#### Work to do:
List every line of the rows below that contains the word "form", copying each such line in full.
-- start --
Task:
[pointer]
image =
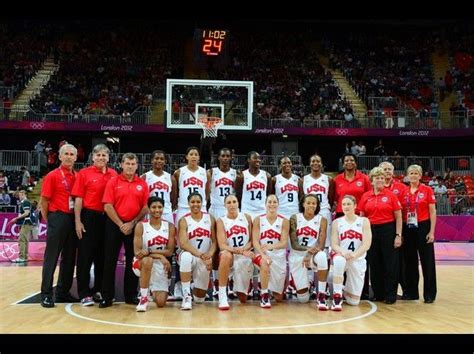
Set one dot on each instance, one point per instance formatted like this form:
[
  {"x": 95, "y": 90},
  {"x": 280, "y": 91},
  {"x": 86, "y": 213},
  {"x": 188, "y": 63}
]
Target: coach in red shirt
[
  {"x": 419, "y": 217},
  {"x": 398, "y": 189},
  {"x": 383, "y": 210},
  {"x": 350, "y": 182},
  {"x": 57, "y": 207},
  {"x": 90, "y": 222},
  {"x": 125, "y": 203}
]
-- end --
#### Reply:
Set one dot on each instance, one point per instance formatted like this form:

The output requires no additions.